To do | Please retype the data below without changing a single character, but leave the pictures out of your copy.

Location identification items

-=-=-=-=-

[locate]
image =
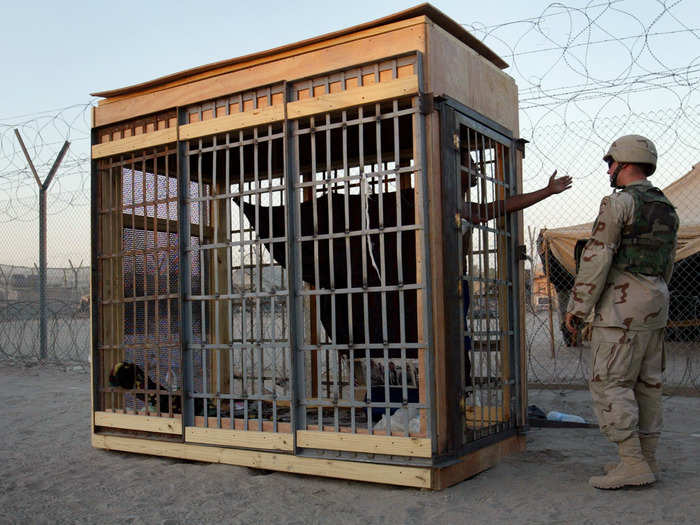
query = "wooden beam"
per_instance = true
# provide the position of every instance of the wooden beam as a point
(246, 119)
(164, 425)
(460, 72)
(139, 222)
(387, 41)
(353, 97)
(240, 438)
(478, 461)
(434, 193)
(146, 140)
(420, 477)
(391, 445)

-=-=-=-=-

Task answer |
[locate]
image =
query = "wooden beam"
per_instance = true
# provide the position of every instance of the wooden beam as a point
(246, 119)
(164, 425)
(460, 72)
(139, 222)
(387, 41)
(353, 97)
(240, 438)
(478, 461)
(434, 193)
(146, 140)
(420, 477)
(391, 445)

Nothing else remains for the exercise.